> [Problem to solve]:
Line by line, print the records exactly.

[Natural-language object grounding data]
◆ ◆ ◆ ◆
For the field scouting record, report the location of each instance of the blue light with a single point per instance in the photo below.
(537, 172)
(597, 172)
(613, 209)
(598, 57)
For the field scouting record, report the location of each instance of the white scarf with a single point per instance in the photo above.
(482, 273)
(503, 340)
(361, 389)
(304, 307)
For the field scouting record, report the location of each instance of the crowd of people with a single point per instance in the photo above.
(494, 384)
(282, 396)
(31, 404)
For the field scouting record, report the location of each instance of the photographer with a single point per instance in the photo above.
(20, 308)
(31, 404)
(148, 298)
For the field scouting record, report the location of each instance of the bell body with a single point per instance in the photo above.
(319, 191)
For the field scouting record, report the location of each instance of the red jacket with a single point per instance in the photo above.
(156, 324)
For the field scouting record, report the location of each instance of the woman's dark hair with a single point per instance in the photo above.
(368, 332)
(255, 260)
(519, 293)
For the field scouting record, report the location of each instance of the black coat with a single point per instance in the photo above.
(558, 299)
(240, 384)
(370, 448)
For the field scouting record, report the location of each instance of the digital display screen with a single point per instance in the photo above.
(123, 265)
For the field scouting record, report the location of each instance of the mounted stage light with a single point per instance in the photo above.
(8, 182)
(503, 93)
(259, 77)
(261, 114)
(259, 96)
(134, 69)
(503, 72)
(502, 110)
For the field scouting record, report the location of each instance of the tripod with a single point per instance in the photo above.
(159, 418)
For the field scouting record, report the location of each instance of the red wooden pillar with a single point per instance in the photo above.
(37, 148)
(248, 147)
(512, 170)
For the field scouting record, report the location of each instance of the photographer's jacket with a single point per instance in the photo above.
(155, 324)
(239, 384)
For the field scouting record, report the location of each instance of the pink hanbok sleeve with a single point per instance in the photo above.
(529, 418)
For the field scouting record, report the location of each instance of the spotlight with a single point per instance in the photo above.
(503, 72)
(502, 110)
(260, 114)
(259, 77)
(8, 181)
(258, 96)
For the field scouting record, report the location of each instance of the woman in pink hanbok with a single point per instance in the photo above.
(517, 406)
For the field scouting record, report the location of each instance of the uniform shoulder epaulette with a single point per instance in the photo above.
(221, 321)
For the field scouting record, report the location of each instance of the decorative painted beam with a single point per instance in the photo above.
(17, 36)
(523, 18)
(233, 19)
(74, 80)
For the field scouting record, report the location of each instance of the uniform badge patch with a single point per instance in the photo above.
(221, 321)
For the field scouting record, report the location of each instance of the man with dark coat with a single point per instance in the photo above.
◆ ◆ ◆ ◆
> [Task response]:
For the field scouting record, report the location of each instance of the blue light with a single point per instance in the photo below.
(537, 172)
(597, 172)
(613, 209)
(598, 57)
For the field scouting record, report the location of each instance of the white scarf with a single point per instance in the photo above.
(482, 273)
(503, 340)
(361, 389)
(304, 307)
For the field scouting record, report the location of each instance of the crowd of people with a single point per instance in the photo above.
(494, 384)
(282, 396)
(31, 404)
For the field scouting record, report the location of each instance of the photographer with a single point per instance in the photo above.
(20, 308)
(31, 404)
(148, 298)
For the field scouting record, report the location of each instance of the bell body with a single point per instance in the photo above.
(319, 191)
For the field scouting record, report the location of each instance of the red jacket with a single point per instance in the photo above.
(156, 324)
For the field scouting record, report the location of each instance of the woman's dark hair with a single point per instance in the photo above.
(368, 332)
(255, 260)
(519, 293)
For the field scouting record, report the location of each instance of the black coat with a single point per instance in the photo above.
(558, 299)
(240, 384)
(370, 448)
For the field scouting record, report the location of each instance of the digital display screen with a single point per instance in the photo above.
(123, 265)
For the field scouting record, report the location of each instance of the mounted stage light with a single point per instance in the photo above.
(8, 182)
(503, 93)
(259, 77)
(261, 114)
(259, 96)
(134, 69)
(503, 72)
(502, 110)
For the field scouting record, report the location of each instance of the tripod with a single point per instance in the photo above.
(159, 418)
For the field scouting record, report the location of each instance of the red wooden pillar with a single point per instance in the photo above.
(37, 148)
(248, 147)
(512, 170)
For the field scouting record, report the location of each instance of the photographer's jacket with a single point per instance in the photo above.
(155, 324)
(239, 384)
For the field scouting record, report the location of each instance of the pink hanbok sleeve with a single point per instance in the photo above.
(529, 418)
For the field scouting record, report the location of each instance of the spotlight with a single point per instance in the photo above.
(503, 72)
(502, 110)
(260, 114)
(259, 77)
(8, 181)
(258, 96)
For the field scouting record, report the location of each instance of the woman in pink hanbok with a single point per instance in the photo above.
(517, 406)
For the field scouting record, report the location of each instance of the uniform shoulder epaulette with a single point per instance in the photo above.
(221, 321)
For the field scouting record, report the location of each instance of the decorative painted beam with a single point per instance in the photo above.
(17, 36)
(523, 18)
(233, 19)
(74, 80)
For the field scouting record, report the location of each instance of the uniform badge patch with a single point per instance in the photo above.
(221, 321)
For the field scouting record, report the location of each instance of the man with dark coat with a single point per instance in the photo above.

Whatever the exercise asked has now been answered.